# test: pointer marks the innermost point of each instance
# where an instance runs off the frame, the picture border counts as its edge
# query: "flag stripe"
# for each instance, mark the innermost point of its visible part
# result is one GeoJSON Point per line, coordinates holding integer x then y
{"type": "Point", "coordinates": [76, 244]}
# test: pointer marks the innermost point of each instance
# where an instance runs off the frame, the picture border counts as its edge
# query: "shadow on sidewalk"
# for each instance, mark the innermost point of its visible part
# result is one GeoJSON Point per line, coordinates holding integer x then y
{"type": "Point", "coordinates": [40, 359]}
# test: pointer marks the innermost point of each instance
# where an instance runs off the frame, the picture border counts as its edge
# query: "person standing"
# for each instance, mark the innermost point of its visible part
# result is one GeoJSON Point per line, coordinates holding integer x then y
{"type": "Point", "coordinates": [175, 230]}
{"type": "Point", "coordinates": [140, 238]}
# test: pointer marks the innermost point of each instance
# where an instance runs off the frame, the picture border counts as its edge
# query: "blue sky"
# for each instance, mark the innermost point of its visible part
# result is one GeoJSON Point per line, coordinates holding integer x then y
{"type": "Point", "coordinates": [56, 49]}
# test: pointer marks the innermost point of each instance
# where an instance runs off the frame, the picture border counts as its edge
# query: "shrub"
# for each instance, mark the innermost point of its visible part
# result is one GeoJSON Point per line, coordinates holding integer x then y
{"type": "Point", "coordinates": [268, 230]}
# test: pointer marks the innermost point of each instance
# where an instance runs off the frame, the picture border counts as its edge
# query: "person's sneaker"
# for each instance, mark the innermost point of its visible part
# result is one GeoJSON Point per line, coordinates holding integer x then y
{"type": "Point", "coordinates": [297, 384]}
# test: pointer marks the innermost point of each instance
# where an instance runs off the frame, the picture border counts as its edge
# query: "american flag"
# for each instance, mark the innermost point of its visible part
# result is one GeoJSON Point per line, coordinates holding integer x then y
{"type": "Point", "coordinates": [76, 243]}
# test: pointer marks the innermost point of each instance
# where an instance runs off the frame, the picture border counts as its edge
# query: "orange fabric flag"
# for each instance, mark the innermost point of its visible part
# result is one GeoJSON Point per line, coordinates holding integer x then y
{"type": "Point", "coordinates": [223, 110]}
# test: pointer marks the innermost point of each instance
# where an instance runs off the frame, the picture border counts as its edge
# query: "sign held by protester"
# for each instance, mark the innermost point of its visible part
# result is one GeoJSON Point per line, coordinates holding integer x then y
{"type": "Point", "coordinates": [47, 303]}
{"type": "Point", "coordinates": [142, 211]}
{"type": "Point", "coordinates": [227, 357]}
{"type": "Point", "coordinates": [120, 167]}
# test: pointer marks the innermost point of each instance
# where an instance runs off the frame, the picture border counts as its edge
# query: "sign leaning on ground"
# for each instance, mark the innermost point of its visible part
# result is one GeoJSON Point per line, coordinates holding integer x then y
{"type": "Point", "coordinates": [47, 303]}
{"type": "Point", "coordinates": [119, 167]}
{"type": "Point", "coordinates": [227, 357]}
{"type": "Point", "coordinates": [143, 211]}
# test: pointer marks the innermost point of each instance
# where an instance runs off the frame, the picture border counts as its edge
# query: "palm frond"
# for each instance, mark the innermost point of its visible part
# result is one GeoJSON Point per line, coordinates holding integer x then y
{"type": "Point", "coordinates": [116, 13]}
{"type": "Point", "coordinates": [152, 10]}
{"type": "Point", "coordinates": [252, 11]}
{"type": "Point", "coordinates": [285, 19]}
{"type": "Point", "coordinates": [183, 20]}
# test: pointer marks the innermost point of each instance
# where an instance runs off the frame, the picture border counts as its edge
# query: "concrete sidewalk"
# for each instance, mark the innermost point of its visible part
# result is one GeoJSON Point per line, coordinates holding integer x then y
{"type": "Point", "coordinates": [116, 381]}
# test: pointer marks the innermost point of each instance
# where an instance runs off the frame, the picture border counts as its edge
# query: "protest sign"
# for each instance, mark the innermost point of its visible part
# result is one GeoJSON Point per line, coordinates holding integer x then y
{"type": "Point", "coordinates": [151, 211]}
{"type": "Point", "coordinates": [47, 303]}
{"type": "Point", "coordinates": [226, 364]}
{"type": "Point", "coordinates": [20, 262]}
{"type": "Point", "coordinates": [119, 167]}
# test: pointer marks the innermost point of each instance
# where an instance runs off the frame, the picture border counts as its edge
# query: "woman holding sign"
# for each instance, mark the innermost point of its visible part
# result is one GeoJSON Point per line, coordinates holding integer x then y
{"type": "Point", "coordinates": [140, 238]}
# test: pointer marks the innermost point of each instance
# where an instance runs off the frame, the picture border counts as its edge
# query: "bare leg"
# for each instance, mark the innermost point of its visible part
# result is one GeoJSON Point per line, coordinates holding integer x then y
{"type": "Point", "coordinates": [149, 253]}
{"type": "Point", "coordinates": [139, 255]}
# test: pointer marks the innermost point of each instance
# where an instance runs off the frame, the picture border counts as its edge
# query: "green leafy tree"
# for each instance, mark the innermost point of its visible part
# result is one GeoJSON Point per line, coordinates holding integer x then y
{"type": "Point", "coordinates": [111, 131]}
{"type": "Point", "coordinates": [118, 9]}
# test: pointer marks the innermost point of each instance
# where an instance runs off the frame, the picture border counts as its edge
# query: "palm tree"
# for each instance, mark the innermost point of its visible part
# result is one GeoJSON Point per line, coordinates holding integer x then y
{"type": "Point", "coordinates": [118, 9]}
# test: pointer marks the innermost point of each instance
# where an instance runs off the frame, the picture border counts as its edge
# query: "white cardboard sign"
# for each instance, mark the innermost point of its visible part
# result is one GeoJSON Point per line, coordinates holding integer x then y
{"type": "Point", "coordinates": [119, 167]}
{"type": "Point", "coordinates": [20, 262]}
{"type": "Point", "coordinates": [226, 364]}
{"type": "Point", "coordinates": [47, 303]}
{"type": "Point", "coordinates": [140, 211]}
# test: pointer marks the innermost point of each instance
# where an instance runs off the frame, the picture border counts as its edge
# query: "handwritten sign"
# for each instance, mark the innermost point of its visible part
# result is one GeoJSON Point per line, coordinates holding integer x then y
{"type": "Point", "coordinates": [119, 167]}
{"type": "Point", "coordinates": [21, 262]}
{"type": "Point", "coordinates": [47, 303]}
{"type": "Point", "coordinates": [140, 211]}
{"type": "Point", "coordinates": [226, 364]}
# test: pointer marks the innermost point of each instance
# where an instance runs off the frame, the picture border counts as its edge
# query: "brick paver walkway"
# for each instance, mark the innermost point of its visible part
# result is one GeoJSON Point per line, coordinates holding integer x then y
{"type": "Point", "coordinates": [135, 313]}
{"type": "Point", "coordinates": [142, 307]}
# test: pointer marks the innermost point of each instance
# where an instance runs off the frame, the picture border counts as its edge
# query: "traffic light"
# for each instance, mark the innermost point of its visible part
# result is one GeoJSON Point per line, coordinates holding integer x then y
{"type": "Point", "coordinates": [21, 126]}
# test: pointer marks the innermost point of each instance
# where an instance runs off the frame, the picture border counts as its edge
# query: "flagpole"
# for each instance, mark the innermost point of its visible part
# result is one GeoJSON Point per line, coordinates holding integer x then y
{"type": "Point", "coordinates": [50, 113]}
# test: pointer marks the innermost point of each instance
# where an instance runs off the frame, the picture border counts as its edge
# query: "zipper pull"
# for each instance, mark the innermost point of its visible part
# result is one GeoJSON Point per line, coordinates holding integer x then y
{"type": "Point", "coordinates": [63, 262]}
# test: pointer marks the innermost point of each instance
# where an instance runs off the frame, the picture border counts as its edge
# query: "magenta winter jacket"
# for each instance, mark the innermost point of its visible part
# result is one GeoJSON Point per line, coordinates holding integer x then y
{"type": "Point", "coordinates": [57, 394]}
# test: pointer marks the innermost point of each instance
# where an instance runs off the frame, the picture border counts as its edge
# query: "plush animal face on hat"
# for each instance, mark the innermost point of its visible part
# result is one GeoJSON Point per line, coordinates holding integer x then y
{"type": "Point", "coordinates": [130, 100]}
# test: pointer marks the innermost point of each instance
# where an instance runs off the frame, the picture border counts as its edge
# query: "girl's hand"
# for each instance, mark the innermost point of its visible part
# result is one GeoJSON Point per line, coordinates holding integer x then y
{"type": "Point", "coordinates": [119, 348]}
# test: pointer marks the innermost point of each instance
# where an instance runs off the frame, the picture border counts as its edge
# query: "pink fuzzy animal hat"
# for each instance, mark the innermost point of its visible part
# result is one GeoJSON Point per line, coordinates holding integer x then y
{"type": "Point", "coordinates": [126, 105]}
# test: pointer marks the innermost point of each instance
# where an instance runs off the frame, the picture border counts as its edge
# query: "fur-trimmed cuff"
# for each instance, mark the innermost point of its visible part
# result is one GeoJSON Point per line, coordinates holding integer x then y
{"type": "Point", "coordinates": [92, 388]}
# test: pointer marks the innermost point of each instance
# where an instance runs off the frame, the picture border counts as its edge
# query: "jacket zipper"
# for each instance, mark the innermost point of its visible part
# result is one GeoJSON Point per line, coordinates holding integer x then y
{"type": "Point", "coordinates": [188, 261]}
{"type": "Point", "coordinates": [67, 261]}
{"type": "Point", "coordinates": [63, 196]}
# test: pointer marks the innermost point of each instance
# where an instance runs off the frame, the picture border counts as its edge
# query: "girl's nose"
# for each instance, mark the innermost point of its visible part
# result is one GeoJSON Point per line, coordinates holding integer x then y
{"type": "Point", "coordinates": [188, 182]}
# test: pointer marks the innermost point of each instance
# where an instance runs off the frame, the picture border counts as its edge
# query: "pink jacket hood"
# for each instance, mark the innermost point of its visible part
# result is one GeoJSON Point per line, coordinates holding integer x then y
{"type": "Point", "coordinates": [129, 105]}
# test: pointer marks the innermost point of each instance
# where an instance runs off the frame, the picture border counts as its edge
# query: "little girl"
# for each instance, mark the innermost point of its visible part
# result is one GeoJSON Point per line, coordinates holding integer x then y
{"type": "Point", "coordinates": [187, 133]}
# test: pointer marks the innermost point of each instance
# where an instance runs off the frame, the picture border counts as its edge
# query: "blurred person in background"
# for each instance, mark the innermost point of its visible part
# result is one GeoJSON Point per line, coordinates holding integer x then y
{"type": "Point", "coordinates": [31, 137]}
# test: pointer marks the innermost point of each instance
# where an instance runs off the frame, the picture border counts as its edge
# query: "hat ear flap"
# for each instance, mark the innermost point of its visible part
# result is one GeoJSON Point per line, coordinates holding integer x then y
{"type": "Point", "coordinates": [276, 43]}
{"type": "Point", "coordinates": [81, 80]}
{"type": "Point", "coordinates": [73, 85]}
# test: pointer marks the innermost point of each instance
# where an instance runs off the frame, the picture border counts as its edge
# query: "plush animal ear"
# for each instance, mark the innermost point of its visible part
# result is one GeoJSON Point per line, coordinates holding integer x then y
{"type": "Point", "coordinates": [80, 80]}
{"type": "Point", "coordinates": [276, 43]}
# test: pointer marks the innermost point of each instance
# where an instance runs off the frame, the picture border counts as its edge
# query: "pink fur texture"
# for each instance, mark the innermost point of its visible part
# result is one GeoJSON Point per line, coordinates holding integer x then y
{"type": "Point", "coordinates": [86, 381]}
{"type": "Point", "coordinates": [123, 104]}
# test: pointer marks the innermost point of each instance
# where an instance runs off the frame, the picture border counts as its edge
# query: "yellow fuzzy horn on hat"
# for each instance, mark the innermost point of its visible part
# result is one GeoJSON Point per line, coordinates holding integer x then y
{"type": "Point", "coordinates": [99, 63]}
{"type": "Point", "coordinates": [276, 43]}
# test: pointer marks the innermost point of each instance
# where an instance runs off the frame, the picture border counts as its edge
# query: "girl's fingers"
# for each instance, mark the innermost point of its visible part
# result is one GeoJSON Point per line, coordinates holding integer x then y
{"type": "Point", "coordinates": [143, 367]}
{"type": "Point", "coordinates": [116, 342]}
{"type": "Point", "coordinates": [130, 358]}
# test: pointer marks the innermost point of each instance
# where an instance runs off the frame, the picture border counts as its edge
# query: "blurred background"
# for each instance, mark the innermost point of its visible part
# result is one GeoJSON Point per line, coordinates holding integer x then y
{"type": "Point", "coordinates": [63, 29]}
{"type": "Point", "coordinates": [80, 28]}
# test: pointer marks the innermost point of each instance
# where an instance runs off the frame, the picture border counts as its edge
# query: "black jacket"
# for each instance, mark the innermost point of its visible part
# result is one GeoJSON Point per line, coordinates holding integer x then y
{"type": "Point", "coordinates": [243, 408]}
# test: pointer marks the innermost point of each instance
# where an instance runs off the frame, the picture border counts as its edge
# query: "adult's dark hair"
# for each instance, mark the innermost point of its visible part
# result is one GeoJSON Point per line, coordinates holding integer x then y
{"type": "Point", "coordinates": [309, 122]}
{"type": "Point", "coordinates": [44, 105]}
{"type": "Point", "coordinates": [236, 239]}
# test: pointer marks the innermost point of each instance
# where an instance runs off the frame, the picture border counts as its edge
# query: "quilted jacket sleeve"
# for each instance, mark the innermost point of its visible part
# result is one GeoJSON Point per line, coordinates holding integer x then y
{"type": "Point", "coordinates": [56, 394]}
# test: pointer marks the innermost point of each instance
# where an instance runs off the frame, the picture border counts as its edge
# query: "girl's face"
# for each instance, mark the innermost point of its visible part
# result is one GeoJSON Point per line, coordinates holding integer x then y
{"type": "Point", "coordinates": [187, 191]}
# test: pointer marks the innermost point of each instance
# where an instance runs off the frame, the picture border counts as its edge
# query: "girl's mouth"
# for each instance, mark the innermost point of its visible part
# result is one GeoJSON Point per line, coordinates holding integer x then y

- - - -

ACTIVITY: From the data above, copy each line that has the string "pink".

TASK RESULT:
# query: "pink fuzzy animal hat"
# query: "pink jacket hood"
# query: "pink fur texture"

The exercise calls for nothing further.